→ **Given instruction**
Write the next part of the text about text-to-speech for people with reading barriers, beginning right after its last sentence.

The proliferation and improved quality of text-to-speech is helping people with reading barriers succeed in school and life

On any given day, my morning routine might include a “conversation” with my home digital assistant from which I learn the latest news, the weather forecast, or just how terrible the traffic is on my route to work. In my car, my GPS app tells me how to get where I’m going, and I often listen to podcasts or audiobooks to make my commute more tolerable. On particularly busy or stressful mornings, I’m grateful that my Bible app can read aloud to me while I navigate the crowded freeways, providing needed inspiration. In some of these audio experiences, the voices talking to me are human ones; other times, they’re digital voices so human sounding that I hardly notice the difference. For me, though, consuming content in audio is merely a convenience. For many others, it is as essential as air and water.

Digital Text-to-Speech Voices Are a Lifeline

Consider the person who is visually impaired and depends on audio interactions to provide directions, read emails, and complete everyday tasks. Or the person with dyslexia who can read with greater ease and comprehension with narrated books because he or she doesn’t have to struggle to decode every word. For individuals with reading barriers, audio is a necessary mode of receiving and processing information. And although some of what they consume today will be human narrated, more and more information will be communicated through technology. Let’s face it: digital text-to-speech (TTS) voices are here to stay, and they will only become more common. Thankfully, the quality has improved significantly and will continue to improve every year. Soon, the distinction between human and text-to-speech voices will be negligible.

Emery holding a tablet with drawing in the back

Bookshare and TTS are life changing for Emery, a sixth grader with dyslexia

As I interact with educators around the country who support students with reading barriers, I sometimes hear concerns about students’ willingness to adjust to TTS versus human-narrated audio. Some educators indicate that their students have already chosen one audio format or the other, or the educators themselves have made this choice for them. In light of the realities described above, this either/or approach to audio formats can limit learning opportunities. Preparing students for the future requires helping them become comfortable with TTS as well as human-narrated audio content. Fortunately, students have a growing number of excellent TTS voice options from which to choose, so they’re sure to find at least one voice they can use for reading. And, research shows that reading with TTS benefits students now as well as in the future.

Text-to-Speech Offers Features that Improve Reading Proficiency

Many applications that facilitate TTS reading offer karaoke-style highlighted text (at the word, phrase, or sentence level) to accompany the narration. In addition, these tools often allow students to customize their experiences by selecting the font, font size, color scheme, voice, and speed that works best for them. Voice Dream Reader, for example, offers 186 voices in 30 languages. Many tools also facilitate bookmarking and highlighting of text, note taking, and connections with supplementary online resources. According to studies on TTS used by students with reading barriers, as cited by the National Assistive Technology in Education (NATE) Network, features such as these “enhance student engagement, interest, and motivation” (Reinking, 2005; Strangman & Dalton, 2005).

→ **Items**
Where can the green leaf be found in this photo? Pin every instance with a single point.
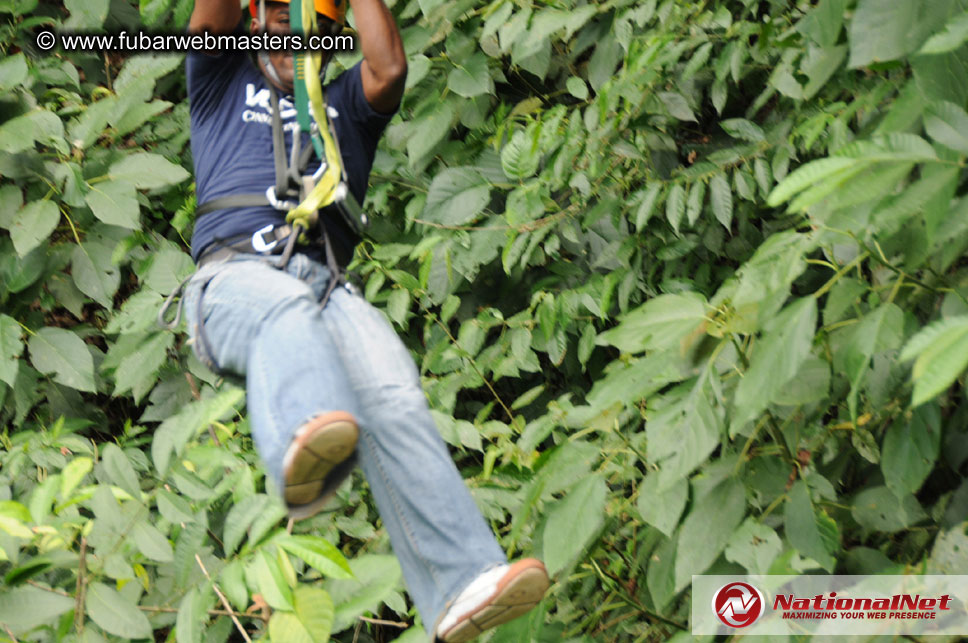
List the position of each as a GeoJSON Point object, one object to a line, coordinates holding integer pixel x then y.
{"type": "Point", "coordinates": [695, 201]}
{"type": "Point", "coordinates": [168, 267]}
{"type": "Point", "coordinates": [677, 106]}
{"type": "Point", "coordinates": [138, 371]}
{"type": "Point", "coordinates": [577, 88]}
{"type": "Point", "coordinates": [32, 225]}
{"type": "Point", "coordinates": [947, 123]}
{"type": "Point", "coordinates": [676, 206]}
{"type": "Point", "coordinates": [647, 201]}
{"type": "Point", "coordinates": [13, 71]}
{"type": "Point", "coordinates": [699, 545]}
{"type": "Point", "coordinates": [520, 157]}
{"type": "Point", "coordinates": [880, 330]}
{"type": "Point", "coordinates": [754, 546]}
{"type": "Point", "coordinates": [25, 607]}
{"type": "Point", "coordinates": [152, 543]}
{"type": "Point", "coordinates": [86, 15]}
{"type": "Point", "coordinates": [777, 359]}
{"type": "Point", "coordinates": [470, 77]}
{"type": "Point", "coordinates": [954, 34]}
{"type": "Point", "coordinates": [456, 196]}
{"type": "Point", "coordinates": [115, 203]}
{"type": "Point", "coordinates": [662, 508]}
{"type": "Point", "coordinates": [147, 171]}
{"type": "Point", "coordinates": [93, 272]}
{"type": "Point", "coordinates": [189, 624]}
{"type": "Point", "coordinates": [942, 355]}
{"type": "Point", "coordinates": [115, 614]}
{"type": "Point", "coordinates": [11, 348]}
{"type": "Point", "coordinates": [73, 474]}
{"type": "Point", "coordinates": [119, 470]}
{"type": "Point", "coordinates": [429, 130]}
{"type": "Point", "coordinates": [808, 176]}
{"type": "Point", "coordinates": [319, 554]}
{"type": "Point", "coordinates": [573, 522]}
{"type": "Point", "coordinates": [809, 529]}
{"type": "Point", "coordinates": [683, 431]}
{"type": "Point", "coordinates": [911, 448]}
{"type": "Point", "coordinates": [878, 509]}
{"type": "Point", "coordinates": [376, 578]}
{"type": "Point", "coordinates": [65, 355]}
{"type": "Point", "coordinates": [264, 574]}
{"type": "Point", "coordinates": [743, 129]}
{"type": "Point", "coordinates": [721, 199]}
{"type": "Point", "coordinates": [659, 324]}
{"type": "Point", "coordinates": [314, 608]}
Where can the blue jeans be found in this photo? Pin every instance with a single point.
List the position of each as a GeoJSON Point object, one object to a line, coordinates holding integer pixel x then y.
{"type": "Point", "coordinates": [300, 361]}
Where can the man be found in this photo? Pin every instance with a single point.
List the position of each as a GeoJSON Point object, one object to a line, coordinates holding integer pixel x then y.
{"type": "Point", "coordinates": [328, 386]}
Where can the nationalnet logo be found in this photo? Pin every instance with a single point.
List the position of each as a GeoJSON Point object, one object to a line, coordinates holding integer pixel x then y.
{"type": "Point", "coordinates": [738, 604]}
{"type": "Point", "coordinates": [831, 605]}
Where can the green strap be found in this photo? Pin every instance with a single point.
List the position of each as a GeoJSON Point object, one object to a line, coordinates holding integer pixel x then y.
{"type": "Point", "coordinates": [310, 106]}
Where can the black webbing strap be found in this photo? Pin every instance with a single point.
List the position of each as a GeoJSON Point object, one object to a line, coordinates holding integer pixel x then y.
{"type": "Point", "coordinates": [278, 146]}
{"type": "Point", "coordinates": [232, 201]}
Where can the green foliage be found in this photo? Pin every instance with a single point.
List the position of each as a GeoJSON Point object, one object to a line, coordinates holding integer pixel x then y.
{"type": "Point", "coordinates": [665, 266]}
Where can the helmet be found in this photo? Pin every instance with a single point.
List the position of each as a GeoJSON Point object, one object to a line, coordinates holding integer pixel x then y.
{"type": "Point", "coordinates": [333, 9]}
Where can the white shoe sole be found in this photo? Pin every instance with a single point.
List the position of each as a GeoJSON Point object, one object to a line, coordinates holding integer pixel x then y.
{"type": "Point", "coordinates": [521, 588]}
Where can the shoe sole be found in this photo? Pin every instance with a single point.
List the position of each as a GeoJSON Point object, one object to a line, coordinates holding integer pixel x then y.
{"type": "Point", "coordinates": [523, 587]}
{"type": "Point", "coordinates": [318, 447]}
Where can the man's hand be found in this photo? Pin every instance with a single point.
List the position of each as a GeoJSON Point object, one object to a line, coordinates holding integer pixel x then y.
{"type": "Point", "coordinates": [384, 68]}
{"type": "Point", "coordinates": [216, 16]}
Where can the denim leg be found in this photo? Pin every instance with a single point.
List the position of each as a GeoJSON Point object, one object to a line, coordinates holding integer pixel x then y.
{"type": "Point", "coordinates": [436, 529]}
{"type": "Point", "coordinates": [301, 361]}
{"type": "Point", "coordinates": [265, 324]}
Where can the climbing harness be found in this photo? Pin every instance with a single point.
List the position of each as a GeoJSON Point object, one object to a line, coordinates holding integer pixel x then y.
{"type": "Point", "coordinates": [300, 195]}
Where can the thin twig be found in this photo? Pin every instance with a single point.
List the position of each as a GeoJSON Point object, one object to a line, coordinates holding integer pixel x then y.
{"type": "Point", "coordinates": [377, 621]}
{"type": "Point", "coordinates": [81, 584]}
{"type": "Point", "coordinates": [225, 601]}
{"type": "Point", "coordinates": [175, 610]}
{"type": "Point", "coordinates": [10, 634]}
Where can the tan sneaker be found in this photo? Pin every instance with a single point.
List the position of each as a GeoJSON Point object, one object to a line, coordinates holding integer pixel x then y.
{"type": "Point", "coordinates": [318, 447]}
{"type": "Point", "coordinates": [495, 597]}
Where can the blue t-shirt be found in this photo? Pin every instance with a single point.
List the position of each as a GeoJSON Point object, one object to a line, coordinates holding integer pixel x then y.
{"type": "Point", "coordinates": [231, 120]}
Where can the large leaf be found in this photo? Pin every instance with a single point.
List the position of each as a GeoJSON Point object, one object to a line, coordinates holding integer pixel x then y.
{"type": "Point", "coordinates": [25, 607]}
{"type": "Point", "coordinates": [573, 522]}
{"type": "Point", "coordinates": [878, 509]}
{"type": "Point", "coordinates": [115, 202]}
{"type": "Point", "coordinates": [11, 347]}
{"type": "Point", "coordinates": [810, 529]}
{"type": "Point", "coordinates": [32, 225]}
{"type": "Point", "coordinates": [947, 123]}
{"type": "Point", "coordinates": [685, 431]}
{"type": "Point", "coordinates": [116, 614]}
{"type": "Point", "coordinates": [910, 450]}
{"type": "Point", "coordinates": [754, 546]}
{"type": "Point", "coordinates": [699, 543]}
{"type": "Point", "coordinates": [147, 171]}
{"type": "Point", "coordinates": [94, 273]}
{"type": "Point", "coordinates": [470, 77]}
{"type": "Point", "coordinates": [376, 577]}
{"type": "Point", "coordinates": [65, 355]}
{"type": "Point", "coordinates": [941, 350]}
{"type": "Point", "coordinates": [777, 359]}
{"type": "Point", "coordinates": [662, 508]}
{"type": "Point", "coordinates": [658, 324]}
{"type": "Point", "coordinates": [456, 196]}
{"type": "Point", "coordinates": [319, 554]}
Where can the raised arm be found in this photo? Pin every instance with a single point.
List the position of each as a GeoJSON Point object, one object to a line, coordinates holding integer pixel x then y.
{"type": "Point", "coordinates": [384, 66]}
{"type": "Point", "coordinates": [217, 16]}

---

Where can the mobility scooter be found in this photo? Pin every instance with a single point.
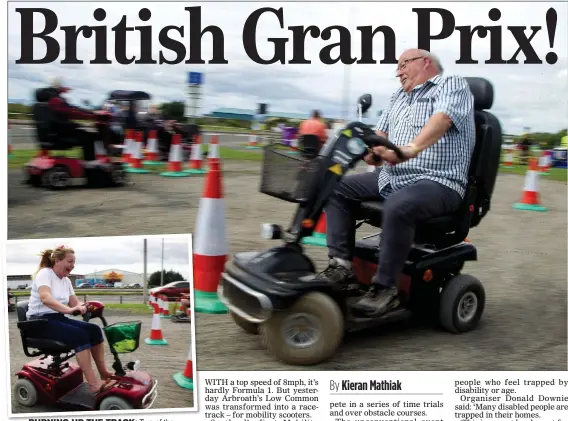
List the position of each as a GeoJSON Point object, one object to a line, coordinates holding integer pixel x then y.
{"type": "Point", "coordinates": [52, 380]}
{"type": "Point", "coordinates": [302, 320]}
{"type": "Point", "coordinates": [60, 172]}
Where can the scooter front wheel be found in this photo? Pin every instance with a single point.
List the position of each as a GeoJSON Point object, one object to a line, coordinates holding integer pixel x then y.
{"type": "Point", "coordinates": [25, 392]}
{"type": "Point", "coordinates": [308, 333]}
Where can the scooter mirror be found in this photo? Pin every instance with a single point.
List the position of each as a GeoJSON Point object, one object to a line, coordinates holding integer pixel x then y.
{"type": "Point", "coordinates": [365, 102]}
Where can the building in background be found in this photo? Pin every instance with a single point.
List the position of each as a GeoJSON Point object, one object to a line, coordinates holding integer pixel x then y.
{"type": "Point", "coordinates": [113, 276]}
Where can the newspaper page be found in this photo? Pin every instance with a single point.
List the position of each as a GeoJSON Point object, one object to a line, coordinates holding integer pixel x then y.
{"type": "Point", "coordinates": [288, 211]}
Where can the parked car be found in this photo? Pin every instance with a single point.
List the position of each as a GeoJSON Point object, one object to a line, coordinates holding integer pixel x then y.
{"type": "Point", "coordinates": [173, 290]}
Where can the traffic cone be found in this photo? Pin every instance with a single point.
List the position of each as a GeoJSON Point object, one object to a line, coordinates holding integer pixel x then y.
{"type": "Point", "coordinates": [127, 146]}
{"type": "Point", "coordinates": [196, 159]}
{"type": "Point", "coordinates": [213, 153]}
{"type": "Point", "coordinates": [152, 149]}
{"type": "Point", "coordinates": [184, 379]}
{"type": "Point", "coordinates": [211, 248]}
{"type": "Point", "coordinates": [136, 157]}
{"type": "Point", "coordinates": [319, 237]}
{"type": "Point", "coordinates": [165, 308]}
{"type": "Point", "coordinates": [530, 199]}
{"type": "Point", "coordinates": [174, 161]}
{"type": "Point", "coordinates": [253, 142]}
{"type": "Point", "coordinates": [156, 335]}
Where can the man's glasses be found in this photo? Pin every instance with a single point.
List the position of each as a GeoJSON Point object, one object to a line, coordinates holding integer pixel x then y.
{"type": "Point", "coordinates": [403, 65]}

→ **Expected answer**
In another study with students with reading barriers, “students accessed twice as much text within the same amount of time” when consuming information with TTS versus reading text on paper. In addition, “the use of the TTS allowed students to demonstrate improved comprehension scores on factual and inferential (higher level thinking) comprehension questions.” Moreover, in this same study, “teachers reported improved academic performance, better on-task behavior, and more engagement when using TTS” (Hodapp & Rachow, 2010).

Another benefit and point of differentiation for consideration is that production of TTS-enabled books is far quicker, easier, and cheaper than that of human narrated content. That means more of the books students need will be readily available in a format that works well for them.

Bookshare plus Reading Apps Equals Versatility and Independence

As the producers of Bookshare, an ebook library of 700,000+ titles available in text-to-speech (combined with highlighted text, if desired), and readable on nearly any device, Benetech is doing its part to help students succeed now and in a digital future. We believe that no matter how you want to consume content – audio, karaoke-style, braille, large print, or printed on paper – that content should be accessible to you and available when you need it.

We encourage you to learn how text-to-speech reading can help your students.

9 Comments

  1. Jim Kauppila

    In a perfect world everyone would speak with perfect consistent diction, We could make recordings of all the books of the world. Having them accessible for those that need such support.

    In my world, the improvements in speech synthesis are quite impressive. The ability control the voice, pitch, and rate of speech are nothing short of amazing. We can get publisher files, scan and convert books with greater ease and speed than ever before.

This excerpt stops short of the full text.